Which lines in the data below contain the string "officer"? Show each one.

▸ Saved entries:
────────────────────────────────────────

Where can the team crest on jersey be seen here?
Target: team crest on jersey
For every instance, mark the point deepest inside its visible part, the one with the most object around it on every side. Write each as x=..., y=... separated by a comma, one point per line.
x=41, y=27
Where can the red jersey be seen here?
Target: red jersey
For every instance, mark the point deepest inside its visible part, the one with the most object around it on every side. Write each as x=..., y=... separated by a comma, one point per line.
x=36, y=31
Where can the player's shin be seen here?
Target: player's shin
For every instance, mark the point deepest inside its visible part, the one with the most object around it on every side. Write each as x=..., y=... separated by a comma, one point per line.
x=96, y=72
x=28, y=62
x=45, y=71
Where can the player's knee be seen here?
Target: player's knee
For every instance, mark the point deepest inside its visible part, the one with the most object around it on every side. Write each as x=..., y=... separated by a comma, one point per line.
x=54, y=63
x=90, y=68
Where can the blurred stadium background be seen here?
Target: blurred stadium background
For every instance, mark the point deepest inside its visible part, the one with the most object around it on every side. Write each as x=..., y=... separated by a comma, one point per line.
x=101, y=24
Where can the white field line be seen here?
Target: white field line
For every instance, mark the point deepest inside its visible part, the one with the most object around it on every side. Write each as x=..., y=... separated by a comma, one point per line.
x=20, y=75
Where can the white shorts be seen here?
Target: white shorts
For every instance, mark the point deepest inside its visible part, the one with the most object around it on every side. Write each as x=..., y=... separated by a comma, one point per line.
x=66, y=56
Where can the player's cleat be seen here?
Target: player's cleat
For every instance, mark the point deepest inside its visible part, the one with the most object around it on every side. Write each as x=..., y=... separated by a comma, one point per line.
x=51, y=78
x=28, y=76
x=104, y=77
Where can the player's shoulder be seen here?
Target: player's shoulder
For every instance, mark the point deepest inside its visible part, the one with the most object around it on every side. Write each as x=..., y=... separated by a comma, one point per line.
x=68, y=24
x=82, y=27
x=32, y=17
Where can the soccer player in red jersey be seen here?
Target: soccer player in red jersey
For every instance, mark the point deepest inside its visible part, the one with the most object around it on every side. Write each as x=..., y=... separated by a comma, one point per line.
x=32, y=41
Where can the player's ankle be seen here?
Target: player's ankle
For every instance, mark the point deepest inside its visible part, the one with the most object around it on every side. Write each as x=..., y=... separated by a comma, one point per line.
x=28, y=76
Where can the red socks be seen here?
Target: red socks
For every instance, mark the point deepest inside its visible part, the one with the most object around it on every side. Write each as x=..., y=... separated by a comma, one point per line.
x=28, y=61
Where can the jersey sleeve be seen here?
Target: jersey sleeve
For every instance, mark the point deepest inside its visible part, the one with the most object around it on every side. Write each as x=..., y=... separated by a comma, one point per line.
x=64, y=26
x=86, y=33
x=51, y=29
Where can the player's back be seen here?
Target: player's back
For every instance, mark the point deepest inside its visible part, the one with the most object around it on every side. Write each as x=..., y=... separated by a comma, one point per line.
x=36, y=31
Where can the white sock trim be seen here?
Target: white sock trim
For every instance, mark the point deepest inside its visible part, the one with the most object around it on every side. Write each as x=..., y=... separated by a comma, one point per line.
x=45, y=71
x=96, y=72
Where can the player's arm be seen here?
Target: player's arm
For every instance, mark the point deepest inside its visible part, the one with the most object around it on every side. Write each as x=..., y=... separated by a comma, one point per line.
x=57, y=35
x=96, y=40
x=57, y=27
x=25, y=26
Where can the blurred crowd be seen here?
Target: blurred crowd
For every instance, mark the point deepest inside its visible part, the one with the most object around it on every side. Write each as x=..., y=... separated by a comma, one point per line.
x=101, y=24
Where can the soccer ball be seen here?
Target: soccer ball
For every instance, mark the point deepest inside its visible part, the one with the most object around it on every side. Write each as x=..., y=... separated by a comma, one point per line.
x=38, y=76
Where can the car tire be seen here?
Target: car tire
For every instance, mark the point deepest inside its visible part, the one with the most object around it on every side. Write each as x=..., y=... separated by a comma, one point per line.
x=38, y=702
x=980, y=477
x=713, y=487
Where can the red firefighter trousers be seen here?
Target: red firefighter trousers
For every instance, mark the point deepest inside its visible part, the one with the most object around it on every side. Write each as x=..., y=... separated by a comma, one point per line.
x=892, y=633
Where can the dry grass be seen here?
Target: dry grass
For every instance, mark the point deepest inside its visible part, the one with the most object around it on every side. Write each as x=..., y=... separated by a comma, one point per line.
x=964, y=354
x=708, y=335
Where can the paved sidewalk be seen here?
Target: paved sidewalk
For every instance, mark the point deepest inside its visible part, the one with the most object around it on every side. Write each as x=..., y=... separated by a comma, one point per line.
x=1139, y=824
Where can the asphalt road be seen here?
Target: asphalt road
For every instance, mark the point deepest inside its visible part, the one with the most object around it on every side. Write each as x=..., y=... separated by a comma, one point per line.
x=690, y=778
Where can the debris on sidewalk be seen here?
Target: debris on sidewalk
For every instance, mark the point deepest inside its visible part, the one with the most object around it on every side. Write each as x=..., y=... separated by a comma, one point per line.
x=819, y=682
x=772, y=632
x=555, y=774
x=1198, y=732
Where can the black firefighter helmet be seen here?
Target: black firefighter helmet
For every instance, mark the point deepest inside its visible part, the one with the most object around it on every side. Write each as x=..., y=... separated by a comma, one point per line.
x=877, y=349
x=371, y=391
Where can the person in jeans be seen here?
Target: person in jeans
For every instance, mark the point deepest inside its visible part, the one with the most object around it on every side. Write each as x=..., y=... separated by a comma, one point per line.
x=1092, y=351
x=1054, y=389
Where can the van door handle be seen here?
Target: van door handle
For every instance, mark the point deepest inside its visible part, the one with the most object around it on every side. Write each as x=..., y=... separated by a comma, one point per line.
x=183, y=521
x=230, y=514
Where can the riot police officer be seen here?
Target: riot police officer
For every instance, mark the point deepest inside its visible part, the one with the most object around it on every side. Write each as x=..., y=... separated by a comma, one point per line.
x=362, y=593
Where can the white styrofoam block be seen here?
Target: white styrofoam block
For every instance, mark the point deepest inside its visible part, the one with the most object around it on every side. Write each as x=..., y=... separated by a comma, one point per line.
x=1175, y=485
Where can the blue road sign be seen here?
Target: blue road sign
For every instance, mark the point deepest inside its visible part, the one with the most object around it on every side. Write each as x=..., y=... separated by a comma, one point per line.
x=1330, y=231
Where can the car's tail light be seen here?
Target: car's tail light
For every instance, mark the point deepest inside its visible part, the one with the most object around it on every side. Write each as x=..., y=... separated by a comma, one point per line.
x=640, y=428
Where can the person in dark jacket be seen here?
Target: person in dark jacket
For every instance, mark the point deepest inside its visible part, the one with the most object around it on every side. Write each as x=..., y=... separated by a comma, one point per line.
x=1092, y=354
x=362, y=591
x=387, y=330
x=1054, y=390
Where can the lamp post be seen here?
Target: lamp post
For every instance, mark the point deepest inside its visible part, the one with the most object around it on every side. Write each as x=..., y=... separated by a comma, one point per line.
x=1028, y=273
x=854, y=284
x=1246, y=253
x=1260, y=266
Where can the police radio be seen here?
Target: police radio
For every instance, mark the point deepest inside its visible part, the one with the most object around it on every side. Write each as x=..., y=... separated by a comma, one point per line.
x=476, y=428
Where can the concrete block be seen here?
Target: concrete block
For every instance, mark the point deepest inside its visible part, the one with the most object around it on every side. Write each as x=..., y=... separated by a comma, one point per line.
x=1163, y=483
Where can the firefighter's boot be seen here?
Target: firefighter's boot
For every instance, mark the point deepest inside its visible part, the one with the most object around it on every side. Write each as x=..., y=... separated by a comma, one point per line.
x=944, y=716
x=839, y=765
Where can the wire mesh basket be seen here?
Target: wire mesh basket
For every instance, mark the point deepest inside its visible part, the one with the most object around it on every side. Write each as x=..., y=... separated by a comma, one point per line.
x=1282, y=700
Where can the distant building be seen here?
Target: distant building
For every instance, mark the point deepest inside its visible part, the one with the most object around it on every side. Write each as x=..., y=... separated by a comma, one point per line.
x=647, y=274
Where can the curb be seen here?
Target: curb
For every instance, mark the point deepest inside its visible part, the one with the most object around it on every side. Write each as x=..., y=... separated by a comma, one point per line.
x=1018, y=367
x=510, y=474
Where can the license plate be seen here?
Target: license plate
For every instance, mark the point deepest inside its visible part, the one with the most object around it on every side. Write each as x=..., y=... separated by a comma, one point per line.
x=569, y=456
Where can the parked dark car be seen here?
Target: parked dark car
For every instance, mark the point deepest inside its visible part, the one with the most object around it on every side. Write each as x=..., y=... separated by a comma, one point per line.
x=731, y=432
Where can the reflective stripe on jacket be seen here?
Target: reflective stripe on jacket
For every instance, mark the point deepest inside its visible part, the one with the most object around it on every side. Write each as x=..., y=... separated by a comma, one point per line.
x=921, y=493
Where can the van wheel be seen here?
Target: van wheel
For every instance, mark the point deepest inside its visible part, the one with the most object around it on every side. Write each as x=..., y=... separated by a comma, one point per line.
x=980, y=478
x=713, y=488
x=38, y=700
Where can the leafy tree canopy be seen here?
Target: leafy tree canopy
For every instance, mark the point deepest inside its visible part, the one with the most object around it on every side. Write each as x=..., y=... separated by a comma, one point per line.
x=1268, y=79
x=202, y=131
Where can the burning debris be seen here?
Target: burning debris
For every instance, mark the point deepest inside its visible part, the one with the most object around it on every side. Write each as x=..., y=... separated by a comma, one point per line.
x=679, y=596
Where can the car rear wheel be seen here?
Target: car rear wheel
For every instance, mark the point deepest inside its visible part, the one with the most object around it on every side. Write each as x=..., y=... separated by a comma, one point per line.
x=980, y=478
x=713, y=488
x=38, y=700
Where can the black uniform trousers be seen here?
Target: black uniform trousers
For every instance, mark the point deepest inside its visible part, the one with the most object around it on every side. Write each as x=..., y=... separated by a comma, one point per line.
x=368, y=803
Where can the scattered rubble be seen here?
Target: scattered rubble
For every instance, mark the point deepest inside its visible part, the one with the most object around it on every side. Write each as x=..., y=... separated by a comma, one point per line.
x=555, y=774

────────────────────────────────────────

▸ Response box:
Where can the riot police officer be seen here?
Target: riot police officer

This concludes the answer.